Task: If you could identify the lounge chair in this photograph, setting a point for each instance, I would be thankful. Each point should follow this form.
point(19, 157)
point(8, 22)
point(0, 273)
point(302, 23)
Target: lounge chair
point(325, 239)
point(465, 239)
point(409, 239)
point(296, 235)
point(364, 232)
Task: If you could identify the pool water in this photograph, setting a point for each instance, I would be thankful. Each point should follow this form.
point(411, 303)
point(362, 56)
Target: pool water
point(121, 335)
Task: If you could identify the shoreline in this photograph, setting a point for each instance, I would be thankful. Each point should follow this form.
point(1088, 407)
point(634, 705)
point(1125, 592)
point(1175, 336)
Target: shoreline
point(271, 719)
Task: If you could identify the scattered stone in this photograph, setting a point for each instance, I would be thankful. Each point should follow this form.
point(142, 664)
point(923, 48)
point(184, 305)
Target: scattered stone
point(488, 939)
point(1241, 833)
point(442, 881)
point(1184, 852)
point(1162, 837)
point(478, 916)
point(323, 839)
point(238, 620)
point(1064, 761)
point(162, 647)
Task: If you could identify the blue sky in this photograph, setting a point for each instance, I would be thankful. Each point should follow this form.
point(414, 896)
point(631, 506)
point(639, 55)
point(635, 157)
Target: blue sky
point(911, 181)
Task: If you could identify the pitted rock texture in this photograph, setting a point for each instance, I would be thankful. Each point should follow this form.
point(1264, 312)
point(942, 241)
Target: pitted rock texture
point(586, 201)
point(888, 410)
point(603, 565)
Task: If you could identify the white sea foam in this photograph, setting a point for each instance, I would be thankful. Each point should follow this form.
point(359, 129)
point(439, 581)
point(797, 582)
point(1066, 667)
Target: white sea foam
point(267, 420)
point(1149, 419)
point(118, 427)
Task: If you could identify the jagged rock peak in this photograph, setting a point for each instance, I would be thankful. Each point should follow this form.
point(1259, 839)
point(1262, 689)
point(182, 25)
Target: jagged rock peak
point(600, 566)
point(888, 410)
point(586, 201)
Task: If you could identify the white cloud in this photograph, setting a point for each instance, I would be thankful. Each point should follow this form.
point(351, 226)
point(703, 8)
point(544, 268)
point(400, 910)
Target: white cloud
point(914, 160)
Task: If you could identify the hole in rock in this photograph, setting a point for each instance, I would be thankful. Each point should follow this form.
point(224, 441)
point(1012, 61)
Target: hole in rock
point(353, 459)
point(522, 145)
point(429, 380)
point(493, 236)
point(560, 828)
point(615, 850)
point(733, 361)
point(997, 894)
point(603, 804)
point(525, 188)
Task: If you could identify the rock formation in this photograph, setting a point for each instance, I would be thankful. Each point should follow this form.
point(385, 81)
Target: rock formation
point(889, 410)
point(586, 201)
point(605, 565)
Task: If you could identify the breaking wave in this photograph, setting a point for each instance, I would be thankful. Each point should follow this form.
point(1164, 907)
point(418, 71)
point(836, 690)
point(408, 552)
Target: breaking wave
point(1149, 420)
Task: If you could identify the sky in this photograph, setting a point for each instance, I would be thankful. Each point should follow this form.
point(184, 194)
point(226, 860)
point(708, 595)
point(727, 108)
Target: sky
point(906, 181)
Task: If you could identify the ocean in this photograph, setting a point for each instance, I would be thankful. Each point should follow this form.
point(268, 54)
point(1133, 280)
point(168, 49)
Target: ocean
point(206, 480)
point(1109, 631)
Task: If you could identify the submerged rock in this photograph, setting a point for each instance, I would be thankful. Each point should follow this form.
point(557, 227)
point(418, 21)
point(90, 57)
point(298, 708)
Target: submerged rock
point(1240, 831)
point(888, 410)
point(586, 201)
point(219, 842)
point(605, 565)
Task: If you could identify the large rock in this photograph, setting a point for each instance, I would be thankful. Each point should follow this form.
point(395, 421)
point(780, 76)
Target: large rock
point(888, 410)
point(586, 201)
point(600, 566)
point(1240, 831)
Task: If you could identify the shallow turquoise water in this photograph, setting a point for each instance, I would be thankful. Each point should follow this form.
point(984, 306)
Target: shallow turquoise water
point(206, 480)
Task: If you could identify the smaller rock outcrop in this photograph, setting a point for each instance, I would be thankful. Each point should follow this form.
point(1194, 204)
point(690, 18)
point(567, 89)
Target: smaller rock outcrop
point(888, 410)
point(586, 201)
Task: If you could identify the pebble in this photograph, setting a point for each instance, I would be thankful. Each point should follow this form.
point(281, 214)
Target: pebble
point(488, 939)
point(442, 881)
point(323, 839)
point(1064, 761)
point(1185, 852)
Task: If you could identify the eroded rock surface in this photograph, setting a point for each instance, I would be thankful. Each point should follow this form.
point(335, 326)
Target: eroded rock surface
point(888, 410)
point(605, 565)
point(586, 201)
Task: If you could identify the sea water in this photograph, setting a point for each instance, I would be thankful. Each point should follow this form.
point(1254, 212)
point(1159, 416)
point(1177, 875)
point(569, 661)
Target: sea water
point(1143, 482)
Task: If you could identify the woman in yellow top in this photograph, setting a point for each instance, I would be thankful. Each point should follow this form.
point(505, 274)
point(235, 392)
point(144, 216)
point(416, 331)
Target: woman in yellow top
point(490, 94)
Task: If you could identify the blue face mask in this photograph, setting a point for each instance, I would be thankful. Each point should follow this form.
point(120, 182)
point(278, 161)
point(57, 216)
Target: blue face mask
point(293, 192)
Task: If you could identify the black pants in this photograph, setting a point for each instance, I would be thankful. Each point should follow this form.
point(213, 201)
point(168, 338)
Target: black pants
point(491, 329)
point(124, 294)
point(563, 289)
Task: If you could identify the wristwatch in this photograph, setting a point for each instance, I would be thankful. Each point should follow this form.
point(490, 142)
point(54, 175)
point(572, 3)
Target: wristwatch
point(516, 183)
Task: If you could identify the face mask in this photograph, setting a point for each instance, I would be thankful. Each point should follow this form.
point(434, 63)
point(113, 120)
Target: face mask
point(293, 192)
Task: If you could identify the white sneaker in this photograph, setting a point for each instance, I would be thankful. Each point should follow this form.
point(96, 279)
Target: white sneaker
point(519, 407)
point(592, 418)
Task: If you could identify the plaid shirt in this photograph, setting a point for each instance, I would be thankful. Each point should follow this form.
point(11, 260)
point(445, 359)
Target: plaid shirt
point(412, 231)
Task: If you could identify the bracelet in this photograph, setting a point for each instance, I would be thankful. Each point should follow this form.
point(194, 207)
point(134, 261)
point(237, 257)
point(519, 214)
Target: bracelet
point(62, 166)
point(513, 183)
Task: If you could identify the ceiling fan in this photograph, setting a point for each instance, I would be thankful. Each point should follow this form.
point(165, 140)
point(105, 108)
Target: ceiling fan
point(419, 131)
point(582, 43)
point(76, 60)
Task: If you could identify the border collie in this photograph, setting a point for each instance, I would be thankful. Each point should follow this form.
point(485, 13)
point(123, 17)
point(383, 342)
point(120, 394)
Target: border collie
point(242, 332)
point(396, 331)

# # # # # # #

§ **THE PROBLEM**: Return the material in full, exactly as shown.

§ **FINISHED EXERCISE**:
Task: If you could identify the lounge chair in this photograph, setting a point for each instance, I would be thankful. Each point should follow this form.
point(19, 157)
point(8, 22)
point(0, 273)
point(302, 23)
Target: lounge chair
point(325, 239)
point(465, 239)
point(409, 239)
point(296, 235)
point(364, 232)
Task: If you could identify the pool water in this photograph, setting a point for each instance, I would be thankful. Each point should follow this form.
point(411, 303)
point(362, 56)
Target: pool water
point(121, 335)
Task: If you could identify the shoreline in this photograph, setting a point for each instance, I would be thankful. Each point should follow this form.
point(1088, 407)
point(634, 705)
point(1125, 592)
point(1175, 336)
Target: shoreline
point(271, 719)
Task: If you could identify the scattered stone in this photograph, setting a point for each instance, I would be thankful. Each point should follow this form.
point(142, 664)
point(923, 48)
point(184, 305)
Target: scattered stone
point(488, 939)
point(1241, 833)
point(442, 881)
point(1184, 852)
point(1162, 837)
point(478, 916)
point(323, 839)
point(238, 620)
point(1064, 761)
point(162, 647)
Task: If you could identify the blue sky in this photograph, setting a point for each instance, I would be thankful. Each point should follow this form.
point(414, 896)
point(631, 506)
point(639, 55)
point(635, 157)
Target: blue sky
point(911, 181)
Task: If you could identify the pitted rock texture in this photograph, setting a point for each instance, I would be thankful. Each point should follow this form.
point(1264, 312)
point(942, 241)
Target: pitted rock texture
point(586, 201)
point(888, 410)
point(603, 565)
Task: If you could identify the white sea foam in this photograph, setting a point for each instance, I would be thankful. Each point should follow this form.
point(359, 129)
point(439, 581)
point(797, 582)
point(1066, 667)
Target: white sea foam
point(267, 420)
point(1149, 419)
point(118, 427)
Task: If you could identify the jagged rock peak in this photograph, setting a point for each instance, I would be thankful. Each point should follow this form.
point(1259, 839)
point(1262, 689)
point(182, 25)
Target: jagged rock peak
point(600, 566)
point(888, 410)
point(586, 201)
Task: If you could identify the white cloud in this photograph, setting a point for each instance, I would be thankful. Each point should follow this form.
point(351, 226)
point(703, 8)
point(544, 268)
point(400, 910)
Target: white cloud
point(914, 160)
Task: If you could identify the hole in rock in this photograph, setting a point for each instance, I would be thankful. Each point should follow this form.
point(224, 441)
point(1012, 61)
Target: hole in rock
point(353, 459)
point(522, 145)
point(429, 380)
point(493, 236)
point(560, 828)
point(615, 850)
point(733, 361)
point(997, 894)
point(603, 804)
point(525, 188)
Task: If you could identify the rock formation in this photograph, setting a point for each instance, I would be thankful. Each point should follow this form.
point(385, 81)
Target: rock formation
point(889, 410)
point(586, 201)
point(605, 565)
Task: If you could identify the breaking wave in this photograph, setting a point for each instance, I would be thankful. Each point should follow this form.
point(1164, 907)
point(418, 71)
point(836, 690)
point(408, 552)
Target: breaking wave
point(1149, 420)
Task: If you could identify the sky in this photograph, setting a point for each instance, I would be thankful. Each point should follow this form.
point(184, 194)
point(226, 860)
point(708, 595)
point(727, 108)
Target: sky
point(906, 181)
Task: If you could identify the ocean in this photograph, setting a point for each instance, I would be thankful. Each point should follow this form.
point(268, 54)
point(1133, 280)
point(168, 49)
Target: ocean
point(206, 480)
point(1109, 631)
Task: If you could identify the submerged rock in this photograph, setting a point for each instance, I would be thankful. Each point should follow this form.
point(557, 227)
point(418, 21)
point(90, 57)
point(298, 708)
Target: submerged rock
point(1240, 831)
point(888, 410)
point(586, 201)
point(219, 842)
point(605, 565)
Task: If you could identify the large rock in this photograph, setting a point for each instance, I would be thankful. Each point should follow this form.
point(395, 421)
point(780, 76)
Target: large rock
point(888, 410)
point(586, 201)
point(600, 566)
point(1240, 831)
Task: If you could identify the shallow turquoise water in this photograph, setting a point for each instance, I would be thankful. Each point should follow this form.
point(984, 306)
Target: shallow turquoise water
point(206, 480)
Task: If you could identify the smaller rock outcrop in this photograph, setting a point for each instance, I would be thankful. Each point should follow this form.
point(1194, 204)
point(690, 18)
point(567, 89)
Target: smaller rock outcrop
point(888, 410)
point(586, 201)
Task: If you could identify the pebble in this photograph, setting a point for each instance, I would be thankful. Each point should follow this form.
point(281, 214)
Target: pebble
point(488, 939)
point(442, 881)
point(323, 839)
point(1064, 761)
point(1185, 852)
Task: If you could identify the eroded rock surface in this photograph, setting a point for each instance, I would be thankful. Each point should follow this form.
point(335, 326)
Target: eroded rock surface
point(888, 410)
point(605, 565)
point(586, 201)
Task: If you could identify the sea water in this photograph, setting a point for each instance, I would be thankful. Each point should follow this form.
point(1254, 212)
point(1159, 416)
point(1177, 875)
point(569, 661)
Target: sea water
point(1143, 482)
Task: If you could identify the woman in yellow top in this photograph, setting a point for each instance, I would be thankful. Each point should follow this form.
point(505, 274)
point(235, 392)
point(144, 216)
point(416, 331)
Target: woman in yellow top
point(490, 94)
Task: If you could identify the blue face mask in this photograph, setting a point for each instance, I would be thankful. Each point should follow this form.
point(120, 182)
point(278, 161)
point(57, 216)
Target: blue face mask
point(293, 192)
Task: If you could identify the black pants in this photograph, setting a point for each instance, I would be thankful. Each point should follow this form.
point(213, 201)
point(168, 338)
Target: black pants
point(491, 329)
point(124, 294)
point(563, 289)
Task: If you could identify the wristwatch in this photograph, setting a point for each instance, I would be thankful. Each point should follow this form.
point(490, 142)
point(54, 175)
point(572, 3)
Target: wristwatch
point(516, 183)
Task: If you could identify the face mask in this photograph, setting a point for each instance, I would be thankful. Each point should follow this form.
point(434, 63)
point(113, 120)
Target: face mask
point(293, 192)
Task: If you could identify the white sneaker in this photograph, setting a point for each instance, I would be thankful. Each point should follow this form.
point(96, 279)
Target: white sneaker
point(519, 407)
point(592, 418)
Task: If you could identify the plaid shirt in this photograph, setting a point for each instance, I would be thankful. Each point should follow this form.
point(11, 260)
point(445, 359)
Target: plaid shirt
point(412, 231)
Task: If you could identify the bracelet in this photograph, setting a point for each instance, I would be thankful. Each point should follow this form.
point(194, 207)
point(134, 261)
point(237, 257)
point(519, 214)
Target: bracelet
point(62, 166)
point(513, 183)
Task: If you could identify the ceiling fan in this photograph, setting a point for each instance, I would be thankful. Each point should follow this form.
point(165, 140)
point(105, 108)
Target: ceiling fan
point(419, 131)
point(582, 43)
point(76, 60)
Task: If you could identify the border collie in this photograph, setting a point for each instance, I would be thankful. Each point should follow this form.
point(485, 13)
point(123, 17)
point(383, 342)
point(120, 394)
Target: border collie
point(242, 332)
point(396, 331)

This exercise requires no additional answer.